## [Objective]
Copy the records from the first line through the line containing "pixel 337 76", substituting "open sky" for "blue sky" and leaving all else unchanged.

## [Exercise material]

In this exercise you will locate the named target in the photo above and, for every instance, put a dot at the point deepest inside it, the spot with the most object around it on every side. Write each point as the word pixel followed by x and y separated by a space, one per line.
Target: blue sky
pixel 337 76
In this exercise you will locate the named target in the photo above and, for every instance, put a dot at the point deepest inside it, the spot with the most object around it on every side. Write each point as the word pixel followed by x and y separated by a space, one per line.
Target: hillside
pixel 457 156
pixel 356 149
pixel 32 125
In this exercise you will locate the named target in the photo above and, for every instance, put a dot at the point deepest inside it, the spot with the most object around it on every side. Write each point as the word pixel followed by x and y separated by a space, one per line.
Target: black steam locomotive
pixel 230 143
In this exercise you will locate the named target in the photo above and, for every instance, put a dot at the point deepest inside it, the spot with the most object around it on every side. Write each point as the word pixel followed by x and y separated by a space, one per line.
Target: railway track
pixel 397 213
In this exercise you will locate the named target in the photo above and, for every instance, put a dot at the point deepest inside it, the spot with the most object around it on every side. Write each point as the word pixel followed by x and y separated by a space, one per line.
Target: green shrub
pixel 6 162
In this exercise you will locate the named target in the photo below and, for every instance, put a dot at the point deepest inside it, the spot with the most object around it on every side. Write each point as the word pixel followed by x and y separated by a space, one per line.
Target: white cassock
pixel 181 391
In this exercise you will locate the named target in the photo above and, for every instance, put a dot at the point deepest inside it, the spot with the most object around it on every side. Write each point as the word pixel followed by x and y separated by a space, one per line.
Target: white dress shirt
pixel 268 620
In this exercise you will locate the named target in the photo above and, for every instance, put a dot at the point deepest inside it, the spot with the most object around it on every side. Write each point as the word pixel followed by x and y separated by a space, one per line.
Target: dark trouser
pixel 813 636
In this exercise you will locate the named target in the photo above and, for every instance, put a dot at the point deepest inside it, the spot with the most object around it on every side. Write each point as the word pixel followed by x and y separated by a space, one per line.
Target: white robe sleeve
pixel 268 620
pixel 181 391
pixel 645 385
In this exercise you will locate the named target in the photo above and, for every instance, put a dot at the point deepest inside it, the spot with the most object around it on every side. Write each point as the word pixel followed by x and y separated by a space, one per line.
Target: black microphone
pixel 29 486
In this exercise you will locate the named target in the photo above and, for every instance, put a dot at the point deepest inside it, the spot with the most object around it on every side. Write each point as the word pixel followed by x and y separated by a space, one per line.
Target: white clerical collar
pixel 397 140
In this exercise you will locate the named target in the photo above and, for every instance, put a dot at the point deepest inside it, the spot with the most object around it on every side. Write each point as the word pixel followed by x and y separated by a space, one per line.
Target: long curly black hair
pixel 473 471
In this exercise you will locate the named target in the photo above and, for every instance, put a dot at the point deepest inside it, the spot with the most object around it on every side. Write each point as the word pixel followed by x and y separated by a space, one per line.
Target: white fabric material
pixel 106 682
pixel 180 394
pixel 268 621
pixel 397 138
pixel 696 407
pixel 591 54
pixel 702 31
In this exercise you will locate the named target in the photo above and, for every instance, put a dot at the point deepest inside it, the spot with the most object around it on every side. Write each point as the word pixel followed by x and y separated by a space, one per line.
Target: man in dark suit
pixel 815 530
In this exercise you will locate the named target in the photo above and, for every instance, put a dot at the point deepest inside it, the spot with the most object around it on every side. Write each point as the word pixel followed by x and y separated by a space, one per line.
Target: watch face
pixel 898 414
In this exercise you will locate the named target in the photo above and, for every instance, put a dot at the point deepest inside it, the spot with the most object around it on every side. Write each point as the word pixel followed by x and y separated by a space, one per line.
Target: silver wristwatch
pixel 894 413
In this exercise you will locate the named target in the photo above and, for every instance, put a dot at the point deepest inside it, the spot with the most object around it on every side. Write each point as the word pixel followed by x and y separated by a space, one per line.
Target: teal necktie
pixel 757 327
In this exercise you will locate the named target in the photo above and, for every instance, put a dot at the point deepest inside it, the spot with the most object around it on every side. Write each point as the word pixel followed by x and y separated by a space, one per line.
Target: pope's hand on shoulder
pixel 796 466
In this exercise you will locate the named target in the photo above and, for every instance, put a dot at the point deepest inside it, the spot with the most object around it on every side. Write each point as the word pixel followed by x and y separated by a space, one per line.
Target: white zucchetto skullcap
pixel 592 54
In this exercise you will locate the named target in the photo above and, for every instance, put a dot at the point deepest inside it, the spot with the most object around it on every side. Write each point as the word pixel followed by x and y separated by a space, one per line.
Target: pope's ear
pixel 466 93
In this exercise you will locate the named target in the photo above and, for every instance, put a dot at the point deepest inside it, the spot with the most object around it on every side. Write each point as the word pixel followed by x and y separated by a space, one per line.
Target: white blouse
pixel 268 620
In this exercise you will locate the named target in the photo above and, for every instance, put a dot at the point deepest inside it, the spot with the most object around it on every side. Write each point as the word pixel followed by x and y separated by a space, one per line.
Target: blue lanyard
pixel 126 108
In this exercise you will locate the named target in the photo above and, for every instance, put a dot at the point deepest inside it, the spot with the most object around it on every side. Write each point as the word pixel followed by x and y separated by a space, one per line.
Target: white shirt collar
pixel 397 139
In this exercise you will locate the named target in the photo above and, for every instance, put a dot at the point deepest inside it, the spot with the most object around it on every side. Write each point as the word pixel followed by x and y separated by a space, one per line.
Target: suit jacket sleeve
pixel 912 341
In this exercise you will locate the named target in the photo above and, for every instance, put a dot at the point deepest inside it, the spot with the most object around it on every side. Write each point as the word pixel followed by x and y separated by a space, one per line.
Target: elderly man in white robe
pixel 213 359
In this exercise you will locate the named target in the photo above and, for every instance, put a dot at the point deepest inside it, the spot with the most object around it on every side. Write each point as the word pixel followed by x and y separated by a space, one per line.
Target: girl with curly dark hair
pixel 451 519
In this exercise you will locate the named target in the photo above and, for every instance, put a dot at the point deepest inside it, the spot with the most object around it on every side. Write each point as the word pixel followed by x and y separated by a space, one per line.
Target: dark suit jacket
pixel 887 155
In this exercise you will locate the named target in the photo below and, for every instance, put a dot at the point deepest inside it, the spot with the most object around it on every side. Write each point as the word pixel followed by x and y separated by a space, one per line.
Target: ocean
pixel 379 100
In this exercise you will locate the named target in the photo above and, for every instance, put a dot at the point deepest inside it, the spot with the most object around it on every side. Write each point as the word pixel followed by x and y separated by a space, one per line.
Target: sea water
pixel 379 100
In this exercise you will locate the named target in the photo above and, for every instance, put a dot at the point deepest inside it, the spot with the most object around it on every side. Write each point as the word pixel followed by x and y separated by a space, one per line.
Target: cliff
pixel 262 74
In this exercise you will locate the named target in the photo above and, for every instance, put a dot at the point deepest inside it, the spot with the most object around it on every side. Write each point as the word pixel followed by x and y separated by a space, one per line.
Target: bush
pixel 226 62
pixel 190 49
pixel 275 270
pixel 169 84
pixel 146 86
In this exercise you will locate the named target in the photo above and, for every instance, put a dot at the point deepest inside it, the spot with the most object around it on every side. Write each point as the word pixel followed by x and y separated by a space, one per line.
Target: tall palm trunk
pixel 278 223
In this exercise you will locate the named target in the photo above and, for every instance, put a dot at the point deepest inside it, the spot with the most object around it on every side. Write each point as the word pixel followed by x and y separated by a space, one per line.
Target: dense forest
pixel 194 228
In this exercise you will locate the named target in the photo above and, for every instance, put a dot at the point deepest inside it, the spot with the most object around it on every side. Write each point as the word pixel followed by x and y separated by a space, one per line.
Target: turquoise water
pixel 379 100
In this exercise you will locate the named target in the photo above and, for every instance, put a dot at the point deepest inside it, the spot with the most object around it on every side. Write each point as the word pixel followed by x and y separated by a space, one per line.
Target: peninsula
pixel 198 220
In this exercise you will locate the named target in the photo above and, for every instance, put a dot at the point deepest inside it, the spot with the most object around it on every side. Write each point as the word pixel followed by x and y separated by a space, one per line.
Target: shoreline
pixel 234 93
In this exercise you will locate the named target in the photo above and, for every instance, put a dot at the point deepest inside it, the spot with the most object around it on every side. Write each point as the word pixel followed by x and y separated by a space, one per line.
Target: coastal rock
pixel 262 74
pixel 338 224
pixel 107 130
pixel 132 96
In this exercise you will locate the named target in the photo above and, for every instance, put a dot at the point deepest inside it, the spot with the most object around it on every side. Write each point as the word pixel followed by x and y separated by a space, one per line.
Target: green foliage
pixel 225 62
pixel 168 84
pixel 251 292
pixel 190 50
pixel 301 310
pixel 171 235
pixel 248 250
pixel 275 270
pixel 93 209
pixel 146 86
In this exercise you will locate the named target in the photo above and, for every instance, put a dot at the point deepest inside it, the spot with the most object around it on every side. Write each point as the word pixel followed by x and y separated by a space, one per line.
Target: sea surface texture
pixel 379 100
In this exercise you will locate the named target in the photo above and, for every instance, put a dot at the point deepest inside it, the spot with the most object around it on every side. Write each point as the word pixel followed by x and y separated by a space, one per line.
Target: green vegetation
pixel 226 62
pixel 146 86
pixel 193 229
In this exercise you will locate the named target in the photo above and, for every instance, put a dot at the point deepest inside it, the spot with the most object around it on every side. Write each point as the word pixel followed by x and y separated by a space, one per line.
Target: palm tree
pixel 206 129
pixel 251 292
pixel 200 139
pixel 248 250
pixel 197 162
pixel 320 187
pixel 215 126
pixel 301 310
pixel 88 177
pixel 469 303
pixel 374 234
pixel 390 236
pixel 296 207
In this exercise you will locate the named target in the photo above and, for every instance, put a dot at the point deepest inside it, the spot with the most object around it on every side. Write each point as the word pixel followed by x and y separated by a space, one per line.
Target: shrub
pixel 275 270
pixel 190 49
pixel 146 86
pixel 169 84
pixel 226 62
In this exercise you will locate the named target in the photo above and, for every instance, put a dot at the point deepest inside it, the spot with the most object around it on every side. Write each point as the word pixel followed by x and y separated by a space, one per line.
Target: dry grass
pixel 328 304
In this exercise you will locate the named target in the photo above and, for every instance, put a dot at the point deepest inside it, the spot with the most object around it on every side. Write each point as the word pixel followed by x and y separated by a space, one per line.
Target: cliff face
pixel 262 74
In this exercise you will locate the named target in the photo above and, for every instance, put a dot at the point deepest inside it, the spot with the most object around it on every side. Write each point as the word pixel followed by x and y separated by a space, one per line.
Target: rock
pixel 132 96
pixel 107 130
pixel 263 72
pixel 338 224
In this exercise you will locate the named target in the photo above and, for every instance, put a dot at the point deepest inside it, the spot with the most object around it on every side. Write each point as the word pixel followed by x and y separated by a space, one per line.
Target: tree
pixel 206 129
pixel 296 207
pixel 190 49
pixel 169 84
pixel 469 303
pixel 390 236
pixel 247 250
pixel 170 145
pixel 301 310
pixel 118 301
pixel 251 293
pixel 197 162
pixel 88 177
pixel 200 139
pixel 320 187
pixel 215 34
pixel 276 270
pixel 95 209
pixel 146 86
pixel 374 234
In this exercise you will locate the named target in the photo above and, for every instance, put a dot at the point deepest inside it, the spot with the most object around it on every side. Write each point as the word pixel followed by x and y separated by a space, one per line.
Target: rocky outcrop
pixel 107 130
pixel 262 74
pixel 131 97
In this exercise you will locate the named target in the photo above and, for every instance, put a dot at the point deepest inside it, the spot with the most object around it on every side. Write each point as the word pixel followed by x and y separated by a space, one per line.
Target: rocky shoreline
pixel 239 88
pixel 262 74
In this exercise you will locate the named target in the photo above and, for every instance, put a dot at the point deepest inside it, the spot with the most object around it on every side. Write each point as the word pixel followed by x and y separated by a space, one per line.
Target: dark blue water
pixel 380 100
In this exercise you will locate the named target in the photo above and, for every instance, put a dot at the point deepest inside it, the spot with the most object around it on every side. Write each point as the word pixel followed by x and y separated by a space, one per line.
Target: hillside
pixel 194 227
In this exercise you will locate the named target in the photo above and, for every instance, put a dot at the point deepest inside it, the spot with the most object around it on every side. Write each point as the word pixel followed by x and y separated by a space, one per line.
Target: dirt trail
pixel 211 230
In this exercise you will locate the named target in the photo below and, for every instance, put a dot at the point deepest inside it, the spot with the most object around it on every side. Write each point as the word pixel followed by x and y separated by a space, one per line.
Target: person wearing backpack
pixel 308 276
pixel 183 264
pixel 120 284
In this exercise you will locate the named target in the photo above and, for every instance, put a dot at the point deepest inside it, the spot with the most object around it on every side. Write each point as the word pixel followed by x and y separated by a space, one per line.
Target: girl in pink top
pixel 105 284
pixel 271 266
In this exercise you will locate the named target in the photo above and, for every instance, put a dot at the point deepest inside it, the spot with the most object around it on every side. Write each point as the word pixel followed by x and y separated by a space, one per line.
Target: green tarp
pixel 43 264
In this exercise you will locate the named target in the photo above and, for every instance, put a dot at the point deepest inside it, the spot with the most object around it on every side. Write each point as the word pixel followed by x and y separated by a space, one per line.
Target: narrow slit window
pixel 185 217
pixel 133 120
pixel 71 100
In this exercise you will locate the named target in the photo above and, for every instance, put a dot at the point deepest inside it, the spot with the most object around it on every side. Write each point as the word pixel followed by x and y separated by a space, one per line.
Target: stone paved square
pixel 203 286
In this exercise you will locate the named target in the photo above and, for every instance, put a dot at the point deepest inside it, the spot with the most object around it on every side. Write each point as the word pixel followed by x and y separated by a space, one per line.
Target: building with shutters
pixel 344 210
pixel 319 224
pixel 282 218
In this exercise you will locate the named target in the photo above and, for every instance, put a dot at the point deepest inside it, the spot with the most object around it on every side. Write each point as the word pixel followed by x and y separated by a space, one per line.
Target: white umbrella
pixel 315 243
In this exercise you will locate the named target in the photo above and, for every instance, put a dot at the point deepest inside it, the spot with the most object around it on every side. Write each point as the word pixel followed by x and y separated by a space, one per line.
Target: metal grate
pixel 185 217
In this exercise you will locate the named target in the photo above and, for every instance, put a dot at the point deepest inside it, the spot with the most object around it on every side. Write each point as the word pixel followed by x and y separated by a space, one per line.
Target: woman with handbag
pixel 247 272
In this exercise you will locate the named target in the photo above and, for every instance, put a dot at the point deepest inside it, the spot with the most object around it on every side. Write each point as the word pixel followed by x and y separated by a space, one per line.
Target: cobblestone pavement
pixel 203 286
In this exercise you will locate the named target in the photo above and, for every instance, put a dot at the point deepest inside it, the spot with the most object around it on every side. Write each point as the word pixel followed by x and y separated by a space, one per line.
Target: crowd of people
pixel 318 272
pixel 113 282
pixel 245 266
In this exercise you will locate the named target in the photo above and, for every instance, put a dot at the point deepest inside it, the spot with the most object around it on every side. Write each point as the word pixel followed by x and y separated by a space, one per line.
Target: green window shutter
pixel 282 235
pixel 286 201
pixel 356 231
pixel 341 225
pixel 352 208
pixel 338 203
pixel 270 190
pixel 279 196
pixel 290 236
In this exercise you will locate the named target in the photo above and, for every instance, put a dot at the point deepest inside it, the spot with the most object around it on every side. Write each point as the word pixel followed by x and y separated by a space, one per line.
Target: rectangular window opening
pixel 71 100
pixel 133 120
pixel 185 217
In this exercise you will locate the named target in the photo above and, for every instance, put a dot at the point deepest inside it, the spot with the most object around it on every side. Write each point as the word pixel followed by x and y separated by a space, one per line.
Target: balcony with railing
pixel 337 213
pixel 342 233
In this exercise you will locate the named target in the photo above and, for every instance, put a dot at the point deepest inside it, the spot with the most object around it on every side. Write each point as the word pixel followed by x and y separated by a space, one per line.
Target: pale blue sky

## [Solution to the exercise]
In this exercise you will locate the named target in the photo above and, for every instance, put a dot at the point deepest inside it, the spot with the most object around it on every side. Write each point as the word pixel followed by x and y separated by a space, one per line.
Target: open sky
pixel 337 76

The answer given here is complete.